▶ _WHAT TO PRODUCE_: For every line below, output the text exactly and leave out images.

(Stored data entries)
########################################

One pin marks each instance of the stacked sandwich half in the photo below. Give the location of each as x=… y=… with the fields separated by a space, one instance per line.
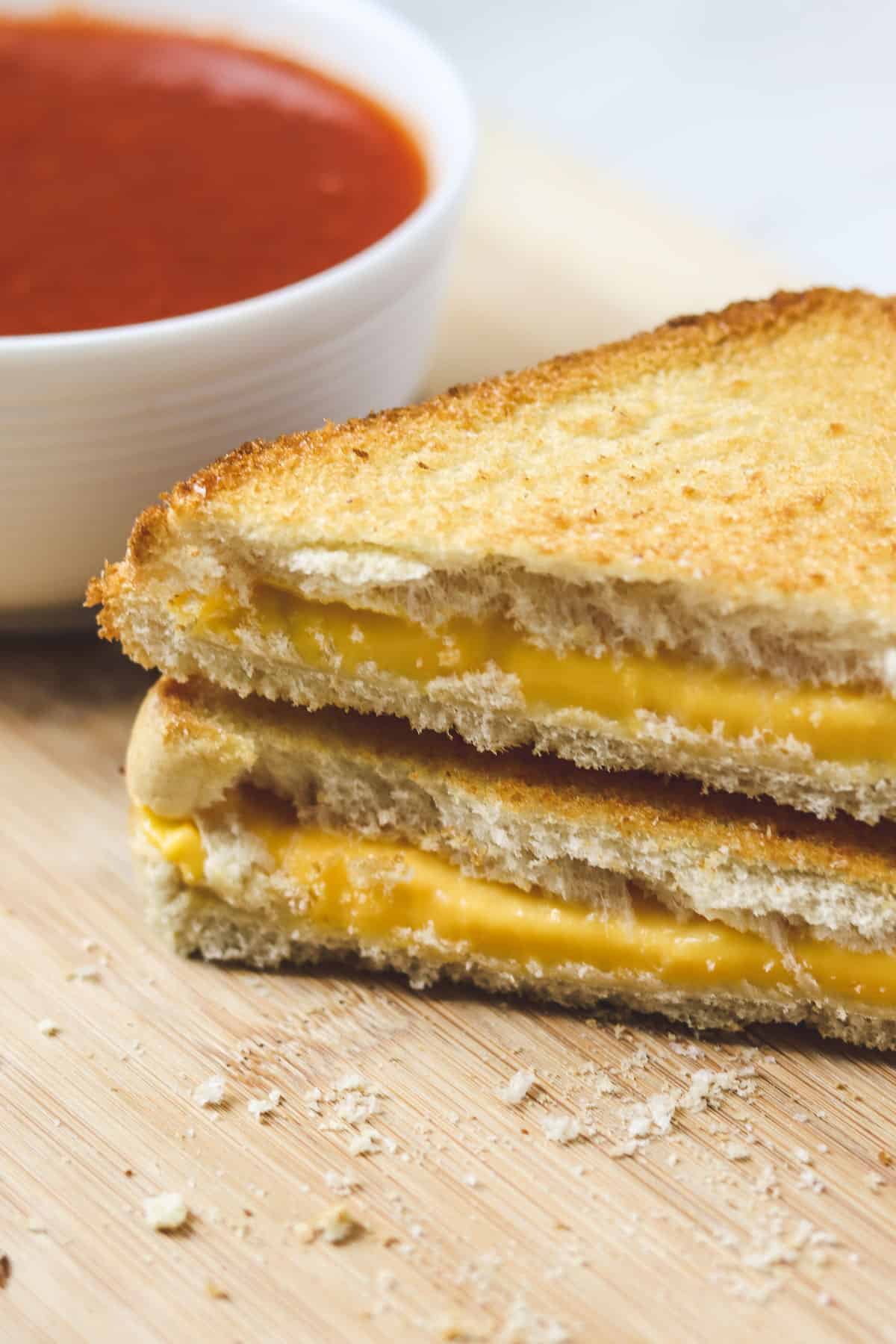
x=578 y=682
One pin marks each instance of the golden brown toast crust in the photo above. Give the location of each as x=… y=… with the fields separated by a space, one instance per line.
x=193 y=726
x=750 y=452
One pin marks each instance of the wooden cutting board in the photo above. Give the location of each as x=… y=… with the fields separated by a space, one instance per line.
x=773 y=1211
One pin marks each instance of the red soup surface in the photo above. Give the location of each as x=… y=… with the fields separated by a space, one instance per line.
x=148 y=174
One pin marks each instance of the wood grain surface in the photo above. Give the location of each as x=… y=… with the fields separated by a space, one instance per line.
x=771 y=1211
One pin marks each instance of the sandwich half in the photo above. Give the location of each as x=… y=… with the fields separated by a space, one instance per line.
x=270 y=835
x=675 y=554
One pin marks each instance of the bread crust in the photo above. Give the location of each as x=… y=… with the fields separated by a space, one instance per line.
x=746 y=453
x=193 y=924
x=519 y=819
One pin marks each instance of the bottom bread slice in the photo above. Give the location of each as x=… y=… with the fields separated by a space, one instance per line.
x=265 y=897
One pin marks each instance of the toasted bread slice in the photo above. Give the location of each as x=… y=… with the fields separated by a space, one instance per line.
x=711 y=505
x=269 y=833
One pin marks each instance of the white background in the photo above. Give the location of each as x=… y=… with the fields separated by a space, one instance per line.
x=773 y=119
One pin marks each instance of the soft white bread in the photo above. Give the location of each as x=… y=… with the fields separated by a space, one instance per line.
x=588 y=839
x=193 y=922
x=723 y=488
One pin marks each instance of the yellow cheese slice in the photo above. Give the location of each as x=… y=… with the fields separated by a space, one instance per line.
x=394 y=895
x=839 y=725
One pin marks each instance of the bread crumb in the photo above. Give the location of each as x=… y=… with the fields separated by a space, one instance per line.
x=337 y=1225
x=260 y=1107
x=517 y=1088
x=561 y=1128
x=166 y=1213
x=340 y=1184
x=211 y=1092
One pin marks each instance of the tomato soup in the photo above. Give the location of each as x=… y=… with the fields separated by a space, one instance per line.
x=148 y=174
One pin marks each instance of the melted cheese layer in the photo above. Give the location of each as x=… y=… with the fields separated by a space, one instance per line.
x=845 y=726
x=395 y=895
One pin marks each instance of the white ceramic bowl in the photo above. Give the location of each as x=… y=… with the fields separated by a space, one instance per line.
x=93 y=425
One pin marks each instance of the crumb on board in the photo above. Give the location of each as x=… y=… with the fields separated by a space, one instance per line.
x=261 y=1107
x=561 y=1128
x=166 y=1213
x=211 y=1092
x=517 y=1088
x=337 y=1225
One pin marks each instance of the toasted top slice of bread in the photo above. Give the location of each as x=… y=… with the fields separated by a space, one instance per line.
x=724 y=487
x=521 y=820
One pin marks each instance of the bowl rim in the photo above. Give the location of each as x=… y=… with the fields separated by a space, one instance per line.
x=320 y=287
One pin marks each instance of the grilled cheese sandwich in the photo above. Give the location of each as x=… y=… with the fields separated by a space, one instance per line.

########################################

▶ _YOUR SOLUTION_:
One pin marks each instance of the stacked sandwich half in the photo below. Give the location of each as x=… y=… with the fields separated by a space, one instance per line.
x=578 y=682
One pin marks each instance of the golden brown toast crust in the photo above. Give the location of each as x=… y=… with the fields separated by a space, one instance per line.
x=193 y=726
x=750 y=452
One pin marks each instance of the wooden cutting board in the photo above. Give the location of each as x=… y=… with the fields separated by a space, one instance per line.
x=773 y=1211
One pin marks each instance of the red soup surface in the photo above. Give the location of each as x=… y=… with the fields separated by a space, one instance per line.
x=148 y=174
One pin marks each instance of the wood grain surface in the photo above. Give the location of each as x=… y=… with the fields separated by a space, one instance per line.
x=771 y=1211
One pin marks each instance of the sandwich half in the photo above. Give the location of each as x=… y=… with the fields separated by a space, one instance per line.
x=270 y=835
x=675 y=554
One pin marks each instance of the bread crust in the photo above. Give the location of each as x=… y=… with the fields separated by a space, one instance per line.
x=746 y=453
x=193 y=924
x=519 y=819
One pin marks each instance of the bottom bread slice in the photo above. Give the location of each as x=… y=… with the fields separated by a space, one instance per line.
x=265 y=897
One pin marks each instance of the toasted bread slice in the photo above. Give the location of each as x=… y=… with the fields separated by a space, one instance per line.
x=711 y=505
x=269 y=833
One pin marks each instance of the white background in the photo above. Give the location of each as x=… y=… with the fields separated by a space, one instance per line.
x=773 y=119
One pin marks each instance of the soft white bread in the photo above. Give the location of each as x=… y=… with the fields separated by a space, one instance per line.
x=588 y=839
x=193 y=922
x=723 y=488
One pin marks each instance of the yellow cheese slice in the photo above. Give the location of each as x=… y=… with the fields separated by a space, one instance per line.
x=394 y=895
x=839 y=725
One pin marks each instance of the bread crumb in the photo above. Give the location of each as x=… y=… with the fields separated by a space, one instance per line.
x=337 y=1225
x=260 y=1107
x=517 y=1088
x=561 y=1128
x=166 y=1213
x=340 y=1184
x=211 y=1092
One pin marks each instance of the tomato soup in the photo above. Give the location of each as x=… y=… with the fields separated by a space, one instance per line.
x=148 y=174
One pin marks each instance of the melted cheese layer in the photo above. Give the location of each as x=… y=… with the fields separated by a space, one instance per line.
x=845 y=726
x=395 y=895
One pin marks each instance of the white ceramic bowl in the photo above. Give the location of each as x=… y=… with the fields separated by a space, one instance per line.
x=93 y=425
One pin marks each instance of the crumb on board in the photo above. Give the location of each as x=… y=… with the fields separated by a space, one instance per line.
x=261 y=1107
x=561 y=1128
x=166 y=1213
x=211 y=1092
x=517 y=1088
x=337 y=1225
One pin marks each instance of the toasted top slice of bread in the photo above. Give the location of each as x=… y=… with the fields separated by a space, one instance per line.
x=724 y=487
x=521 y=820
One pin marks each instance of the bowl rim in the photo above. Give the location of each as x=… y=… with the fields separated by a space, one instance per line.
x=320 y=287
One pin marks each instance of the grilled cheese sandwich in the photo above. Give the location of each as x=… y=… with the fields separated by a space, one instance per line.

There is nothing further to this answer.